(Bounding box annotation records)
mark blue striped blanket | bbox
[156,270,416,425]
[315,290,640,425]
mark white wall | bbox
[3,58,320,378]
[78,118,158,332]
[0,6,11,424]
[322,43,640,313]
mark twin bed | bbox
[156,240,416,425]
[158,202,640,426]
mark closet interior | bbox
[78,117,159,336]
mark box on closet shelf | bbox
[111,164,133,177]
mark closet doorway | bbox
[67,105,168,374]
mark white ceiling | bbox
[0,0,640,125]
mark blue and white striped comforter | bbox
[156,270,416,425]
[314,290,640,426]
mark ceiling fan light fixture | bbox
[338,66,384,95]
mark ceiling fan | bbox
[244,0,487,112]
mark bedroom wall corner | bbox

- _Written problem_:
List every line in the records that contains the string "closet". Treat uppercase and lowercase letters as distinct.

- _Written reply_:
mark closet interior | bbox
mark box on closet shelf | bbox
mark closet doorway | bbox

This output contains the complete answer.